(Entries from an annotation dataset)
- - -

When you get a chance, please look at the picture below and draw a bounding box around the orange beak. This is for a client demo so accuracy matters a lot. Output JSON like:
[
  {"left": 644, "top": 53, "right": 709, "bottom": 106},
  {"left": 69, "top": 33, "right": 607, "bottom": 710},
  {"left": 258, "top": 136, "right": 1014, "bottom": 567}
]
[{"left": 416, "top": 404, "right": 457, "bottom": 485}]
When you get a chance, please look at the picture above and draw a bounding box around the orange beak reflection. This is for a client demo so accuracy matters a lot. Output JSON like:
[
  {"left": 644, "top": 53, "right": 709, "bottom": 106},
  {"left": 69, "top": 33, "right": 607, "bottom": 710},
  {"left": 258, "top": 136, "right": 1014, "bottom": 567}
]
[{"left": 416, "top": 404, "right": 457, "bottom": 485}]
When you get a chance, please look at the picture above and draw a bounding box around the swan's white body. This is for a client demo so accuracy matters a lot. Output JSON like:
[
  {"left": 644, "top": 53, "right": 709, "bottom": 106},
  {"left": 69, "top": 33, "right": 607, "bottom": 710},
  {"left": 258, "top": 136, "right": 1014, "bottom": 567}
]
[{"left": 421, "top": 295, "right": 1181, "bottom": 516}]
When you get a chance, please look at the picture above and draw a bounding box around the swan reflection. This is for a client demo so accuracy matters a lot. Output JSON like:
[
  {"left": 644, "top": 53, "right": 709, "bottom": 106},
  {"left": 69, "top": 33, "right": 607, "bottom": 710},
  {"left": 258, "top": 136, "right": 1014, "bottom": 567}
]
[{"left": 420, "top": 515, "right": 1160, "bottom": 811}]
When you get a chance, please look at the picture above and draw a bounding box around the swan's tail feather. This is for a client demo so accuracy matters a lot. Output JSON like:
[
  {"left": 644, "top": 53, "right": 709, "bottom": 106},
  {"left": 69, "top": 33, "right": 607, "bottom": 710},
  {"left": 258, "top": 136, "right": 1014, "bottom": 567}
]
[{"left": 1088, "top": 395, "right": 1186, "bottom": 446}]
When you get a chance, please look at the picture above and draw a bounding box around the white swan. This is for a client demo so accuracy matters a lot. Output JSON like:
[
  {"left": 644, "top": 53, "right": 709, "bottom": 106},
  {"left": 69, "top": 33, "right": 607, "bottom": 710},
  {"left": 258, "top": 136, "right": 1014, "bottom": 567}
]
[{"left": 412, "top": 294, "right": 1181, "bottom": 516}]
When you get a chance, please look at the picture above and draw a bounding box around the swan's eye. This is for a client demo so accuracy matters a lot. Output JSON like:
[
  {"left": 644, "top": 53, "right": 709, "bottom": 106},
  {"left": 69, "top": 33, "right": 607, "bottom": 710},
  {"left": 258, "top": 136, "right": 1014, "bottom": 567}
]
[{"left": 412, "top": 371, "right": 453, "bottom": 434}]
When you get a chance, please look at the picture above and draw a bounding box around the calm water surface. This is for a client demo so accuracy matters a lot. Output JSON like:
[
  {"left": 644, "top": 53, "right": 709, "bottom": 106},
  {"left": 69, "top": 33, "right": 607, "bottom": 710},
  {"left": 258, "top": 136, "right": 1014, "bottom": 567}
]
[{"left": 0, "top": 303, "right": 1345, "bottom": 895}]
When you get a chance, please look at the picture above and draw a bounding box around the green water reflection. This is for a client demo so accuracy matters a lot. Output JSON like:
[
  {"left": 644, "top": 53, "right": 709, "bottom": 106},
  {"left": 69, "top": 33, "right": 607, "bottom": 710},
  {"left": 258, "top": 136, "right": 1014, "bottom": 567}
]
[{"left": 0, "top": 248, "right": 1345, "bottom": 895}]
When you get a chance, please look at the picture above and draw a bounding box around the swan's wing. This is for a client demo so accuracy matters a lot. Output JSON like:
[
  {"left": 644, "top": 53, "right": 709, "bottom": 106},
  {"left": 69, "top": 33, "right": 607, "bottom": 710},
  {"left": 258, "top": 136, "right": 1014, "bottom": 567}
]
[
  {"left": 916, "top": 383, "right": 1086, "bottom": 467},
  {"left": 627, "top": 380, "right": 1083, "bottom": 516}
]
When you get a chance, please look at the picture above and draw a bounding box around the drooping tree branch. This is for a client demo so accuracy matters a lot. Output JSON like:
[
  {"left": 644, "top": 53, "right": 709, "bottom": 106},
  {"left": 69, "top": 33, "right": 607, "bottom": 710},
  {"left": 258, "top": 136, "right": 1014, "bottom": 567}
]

- - -

WHAT IS BEING ASKED:
Copy everything from the line containing "around the drooping" down through the end of the records, changing "tree branch" to "overhanging branch" and keeping all else unchanged.

COMPLETED TASK:
When you get a chance, please look at the picture above and draw a bounding box around the drooping overhanging branch. This is for a client demo so accuracy matters a lot. Output JSON like:
[
  {"left": 644, "top": 53, "right": 709, "bottom": 106},
  {"left": 69, "top": 33, "right": 607, "bottom": 710},
  {"left": 258, "top": 136, "right": 1014, "bottom": 567}
]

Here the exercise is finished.